[BEGIN PASSAGE PROVIDED]

My solution so far is:

data = []

fmt   = '=iiiii256i'
fmt_s = '=iiiii'
fmt_spec = '256i'

struct_size = struct.calcsize(fmt)

for i in range(struct_size, len(bytes)-struct_size, struct_size):
    dat1= list(struct.unpack(fmt_s, bytes[i-struct_size:i-1024]))
    dat2= list(struct.unpack(fmt_spec, bytes[i-1024:i]))
    dat1.append(dat2)
    data.append(dat1)

Solution

  • Use the struct module; you need to define the types in a string format documented with that library:

    struct.unpack('=HHf255s', bytes)
    

    The above example expects native byte-order, two unsigned shorts, a float and a string of 255 characters.

    To loop over an already fully read bytes string, I'd use itertools; there is a handy grouper recipe that I've adapted here:

    from itertools import izip_longest, imap
    from struct import unpack, calcsize
    
    fmt_s = '=5i'
    fmt_spec = '=256i'
    size_s = calcsize(fmt_s)
    size = size_s + calcsize(fmt_spec)
    
    def chunked(iterable, n, fillvalue=''):
        args = [iter(iterable)] * n
        return imap(''.join, izip_longest(*args, fillvalue=fillvalue))
    
    data = [unpack(fmt_s, section[:size_s]) + (unpack(fmt_spec, section[size_s:]),)
        for section in chunked(bytes, size)]
        
    

    This produces tuples rather than lists, but it's easy enough to adjust if you have to:

    data = [list(unpack(fmt_s, section[:size_s])) + [list(unpack(fmt_spec, section[size_s:]))]
        for section in chunked(bytes, size)]

[END PASSAGE PROVIDED]

● **PROBLEMS**
[a] Reproduce the part of the passage on unpacking binary data, starting with "struct.unpack('=HHf255s', bytes)" and going on through "size_s = calcsize(fmt_s)".
[b] In two sentences, summarize the passage on unpacking binary data.
The rows that come after this passage are separate material.

[BEGIN SUPPLIED RECORDS]

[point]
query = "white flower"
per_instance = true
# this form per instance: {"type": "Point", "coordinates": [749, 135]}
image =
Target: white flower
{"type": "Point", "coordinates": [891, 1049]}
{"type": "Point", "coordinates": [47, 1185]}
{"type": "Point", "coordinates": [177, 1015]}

[END SUPPLIED RECORDS]

● **EXPECTED ANSWERS**
[a]
struct.unpack('=HHf255s', bytes)
    

    The above example expects native byte-order, two unsigned shorts, a float and a string of 255 characters.

    To loop over an already fully read bytes string, I'd use itertools; there is a handy grouper recipe that I've adapted here:

    from itertools import izip_longest, imap
    from struct import unpack, calcsize
    
    fmt_s = '=5i'
    fmt_spec = '=256i'
    size_s = calcsize(fmt_s)

[b] The first solution loops over the byte string in steps of the struct size, using struct.unpack to read five integers and then 256 integers and appending them to a data list. The suggested solution also uses the struct module with a format string, and for an already fully read bytes string it adapts an itertools grouper recipe to split the bytes into chunks and unpack each one into tuples, which can be adjusted to lists if needed.